-- STUDY TEXT follows --
Fusion Reinforcement: Patients requiring reinforcement of fusion due to factors such as pseudarthrosis, incomplete fusion, or instability at the fusion site.
Patients selected underwent at least 12 months of follow-up.

2. Data Collection

Patient data were retrospectively collected from electronic medical records, surgical logs, radiological imaging studies, and clinical follow-up notes. Demographic information, preoperative clinical presentations, surgical details, perioperative complications, postoperative outcomes, and follow-up assessments were meticulously documented.

3. Surgical Technique

The procedure was conducted by a single surgeon specialized in cervical spine surgery. The patient was positioned in a prone decubitus position on the operating table under general anaesthesia. The head was slightly flexed at approximately 15°. Sterile preparation and draping to maintain aseptic conditions throughout the procedure. Two fluoroscopy machines are strategically positioned to provide optimal visualization from both anterior-posterior and lateral projections. The surgical approach began with 2 small incisions lateral to midline 2 cm under the affected facet joint level, typically ranging from 10 to 15 mm. A tubular retractor system was then inserted through the incision to access the target facet joint while minimizing disruption to surrounding soft tissues and musculature. Fluoroscopic guidance was utilized to confirm the appropriate trajectory and placement of the tubular retractor. With the facet joint reached through the tubular retractor, meticulous debridement of the facet joint was performed using specialized instrumentation to prepare the facet joint for fusion. Once the facet joint was adequately prepared, the DTRAX bone engrafted cages were introduced through the tubular retractor under fluoroscopic guidance. The trajectory and depth of the DTRAX instrumentation are precisely controlled to ensure optimal placement within the facet joint. The surgical site was irrigated thoroughly, and haemostasis was achieved before closure of the incision.

4. Outcome Measures

Patients’ follow-up was at least for 12 months and outcomes were assessed using the visual analogue scale (VAS) for axial and arm pain at various time points including preoperatively, as well as at 1 day, 7 days, 1 month, 6 months, and 12 months postoperatively. Additionally, the Neck Disability Index (NDI) was utilized to evaluate functional improvement at preoperative baseline and at postoperative intervals of 7 days, 1 month, 6 months, and 12 months. Assessment of complications and the need for reoperation was conducted throughout the study period. Six- and 12-months computed tomography (CT) scans were obtained to evaluate fusion rates, Regarding the criteria for verifying fusion, we defined successful facet joint fusion as a continuous, uninterrupted area of cancellous bone bridging the facet joint space or surface on CT imaging. This criterion ensures that we are accurately assessing and reporting the fusion rate.
-- STUDY TEXT concluded --
-- RECORD EXTRACTS follows --
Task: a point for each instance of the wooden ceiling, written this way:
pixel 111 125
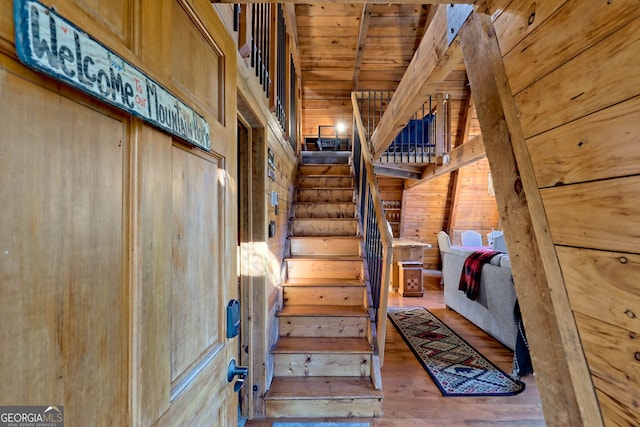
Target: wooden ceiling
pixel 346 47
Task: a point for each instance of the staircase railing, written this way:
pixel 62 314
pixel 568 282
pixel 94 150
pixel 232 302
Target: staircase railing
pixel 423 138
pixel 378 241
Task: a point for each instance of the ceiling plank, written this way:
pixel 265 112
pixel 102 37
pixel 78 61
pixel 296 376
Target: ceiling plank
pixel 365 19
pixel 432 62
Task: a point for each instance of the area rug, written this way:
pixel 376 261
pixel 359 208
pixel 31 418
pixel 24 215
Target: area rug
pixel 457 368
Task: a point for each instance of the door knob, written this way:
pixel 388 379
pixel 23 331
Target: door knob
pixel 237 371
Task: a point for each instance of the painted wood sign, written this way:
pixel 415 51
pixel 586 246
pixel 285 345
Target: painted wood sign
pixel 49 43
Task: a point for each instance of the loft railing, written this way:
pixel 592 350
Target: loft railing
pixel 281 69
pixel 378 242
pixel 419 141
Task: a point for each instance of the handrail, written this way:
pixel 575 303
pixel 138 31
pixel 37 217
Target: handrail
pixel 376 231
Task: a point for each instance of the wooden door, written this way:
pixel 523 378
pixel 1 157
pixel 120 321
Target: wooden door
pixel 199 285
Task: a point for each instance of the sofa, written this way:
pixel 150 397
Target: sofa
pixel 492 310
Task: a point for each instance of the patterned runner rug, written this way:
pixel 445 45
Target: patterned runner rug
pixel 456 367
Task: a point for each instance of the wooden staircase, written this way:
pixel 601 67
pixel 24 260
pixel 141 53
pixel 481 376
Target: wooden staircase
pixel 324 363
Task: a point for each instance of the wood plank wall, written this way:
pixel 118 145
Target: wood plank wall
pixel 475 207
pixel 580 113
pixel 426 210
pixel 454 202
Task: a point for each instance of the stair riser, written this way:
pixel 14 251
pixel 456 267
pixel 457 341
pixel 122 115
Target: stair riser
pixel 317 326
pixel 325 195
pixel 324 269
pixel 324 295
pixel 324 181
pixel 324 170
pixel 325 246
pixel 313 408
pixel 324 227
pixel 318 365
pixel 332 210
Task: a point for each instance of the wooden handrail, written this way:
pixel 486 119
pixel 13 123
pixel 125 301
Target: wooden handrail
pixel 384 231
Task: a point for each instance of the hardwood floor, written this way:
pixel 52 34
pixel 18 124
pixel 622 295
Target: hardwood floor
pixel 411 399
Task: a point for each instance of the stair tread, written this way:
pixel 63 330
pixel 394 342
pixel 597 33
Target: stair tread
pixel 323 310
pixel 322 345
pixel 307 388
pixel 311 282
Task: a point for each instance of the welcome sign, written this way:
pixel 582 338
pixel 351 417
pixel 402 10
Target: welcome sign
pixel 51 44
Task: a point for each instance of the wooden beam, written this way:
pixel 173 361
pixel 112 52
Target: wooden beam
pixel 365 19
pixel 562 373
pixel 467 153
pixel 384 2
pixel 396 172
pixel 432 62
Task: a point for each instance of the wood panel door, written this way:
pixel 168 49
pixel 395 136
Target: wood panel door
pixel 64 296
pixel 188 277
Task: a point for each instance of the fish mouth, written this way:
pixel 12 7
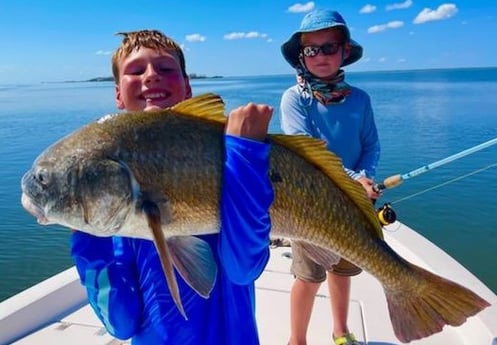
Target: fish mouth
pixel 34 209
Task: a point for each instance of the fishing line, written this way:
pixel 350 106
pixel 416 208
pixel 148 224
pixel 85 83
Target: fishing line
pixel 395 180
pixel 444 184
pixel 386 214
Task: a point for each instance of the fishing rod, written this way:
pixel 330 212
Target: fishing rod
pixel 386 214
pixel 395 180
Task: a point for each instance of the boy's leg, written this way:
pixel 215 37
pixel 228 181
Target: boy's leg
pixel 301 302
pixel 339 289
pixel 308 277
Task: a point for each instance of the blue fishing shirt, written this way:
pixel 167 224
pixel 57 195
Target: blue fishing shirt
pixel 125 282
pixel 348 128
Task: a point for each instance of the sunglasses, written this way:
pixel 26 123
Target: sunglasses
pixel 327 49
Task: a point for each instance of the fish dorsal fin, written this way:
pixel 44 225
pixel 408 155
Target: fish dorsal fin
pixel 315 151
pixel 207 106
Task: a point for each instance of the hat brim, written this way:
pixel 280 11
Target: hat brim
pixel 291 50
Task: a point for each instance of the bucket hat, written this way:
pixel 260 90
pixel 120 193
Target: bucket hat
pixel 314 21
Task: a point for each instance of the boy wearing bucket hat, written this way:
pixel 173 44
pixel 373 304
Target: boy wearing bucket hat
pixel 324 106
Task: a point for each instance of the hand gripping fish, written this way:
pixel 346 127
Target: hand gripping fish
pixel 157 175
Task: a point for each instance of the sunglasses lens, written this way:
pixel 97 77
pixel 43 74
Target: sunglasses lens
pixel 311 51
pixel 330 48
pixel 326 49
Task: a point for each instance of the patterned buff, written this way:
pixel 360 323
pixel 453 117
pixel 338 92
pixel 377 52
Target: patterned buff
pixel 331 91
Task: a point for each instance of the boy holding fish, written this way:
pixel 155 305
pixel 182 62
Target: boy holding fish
-- RECORD EXTRACTS concluded --
**WORK TO COMPLETE:**
1) Rewrite the paragraph of the facet fusion text that begins "Patients’ follow-up was at least for 12 months" as a short list, keeping its main facts.
2) Do these statements agree with the facet fusion text? Answer yes or no for each, quoting the words that decide it. (a) Several surgeons performed the procedure. (b) Two fluoroscopy machines were used during the procedure. (c) The NDI was measured 1 day after surgery.
3) Write the next part of the facet fusion text, starting after its last sentence.

**TASK-BY-TASK ANSWERS:**
1)
- Follow-up lasted at least 12 months.
- Axial and arm pain were scored with the visual analogue scale (VAS) before surgery and at 1 day, 7 days, 1 month, 6 months, and 12 months after.
- Function was scored with the Neck Disability Index (NDI) at baseline before surgery and at 7 days, 1 month, 6 months, and 12 months after.
- Complications and the need for reoperation were checked throughout the study period.
- CT scans at 6 and 12 months were used to check fusion rates. Successful facet joint fusion meant a continuous, uninterrupted area of cancellous bone bridging the facet joint space or surface.

2)
(a) No: "The procedure was conducted by a single surgeon specialized in cervical spine surgery."
(b) Yes: "Two fluoroscopy machines are strategically positioned to provide optimal visualization from both anterior-posterior and lateral projections."
(c) No: "the Neck Disability Index (NDI) was utilized to evaluate functional improvement at preoperative baseline and at postoperative intervals of 7 days, 1 month, 6 months, and 12 months."

3)
5. Data Analysis

Descriptive statistics were utilized to summarize demographic characteristics and perioperative outcomes of the patient cohort. Continuous variables were presented as mean±standard deviation or median with interquartile range, while categorical variables were expressed as frequencies and percentages. Comparative analyses, such as paired t-tests or Wilcoxon signed-rank tests for continuous variables and chi-square tests for categorical variables, were conducted where applicable. JASP 0.18.3 (Open Source Project, University of Amsterdam, Netherlands) was used to generate statistical analyses.

6. Ethical Considerations

This study adhered to the principles outlined in the Declaration of Helsinki and obtained approval from the Institutional Ethics Committee of Hospital Clinic Barcelona (HCB/2023/1077). Patient confidentiality was strictly maintained throughout data collection and analysis processes.

RESULTS

In this retrospective study conducted between January 2017 and January 2022, we investigated the outcomes of posterior cervical facet fusion procedures using the DTRAX system in a cohort of 50 patients (Table 1). Among the participants, 21 were women (42%) and 29 were men (58%). The procedures encompassed fusion at varying levels, with 36 patients undergoing fusion at a single level (72%), 12 patients at 2 levels (24%), and 2 patients at 3 levels (4%), totalling 132 implants utilized. The average age of the patients was 44.26 years, ranging from 27 to 69 years. All patients presented with neck pain, and 23 of them also reported experiencing arm pain (46%). Following the surgical intervention, most patients were discharged within 24 hours postoperatively, with none exceeding 48 hours of hospitalization (4 patients).
Among the identified indications, pseudoarthrosis emerged as the most prevalent, observed in 16 cases (32%) within our cohort. Following closely, foraminal stenosis constituted a substantial proportion, with 14 patients (28%) undergoing fusion due to this indication. Cases of failed prosthetic implants were also prevalent, accounting for 12 cases (24%) in our study population. Additionally, adjacent segment pathology was identified as an indication for fusion in 6 patients (12%), while reinforcement of fusion at previously treated levels was required in 2 cases (4%) (Figure 1).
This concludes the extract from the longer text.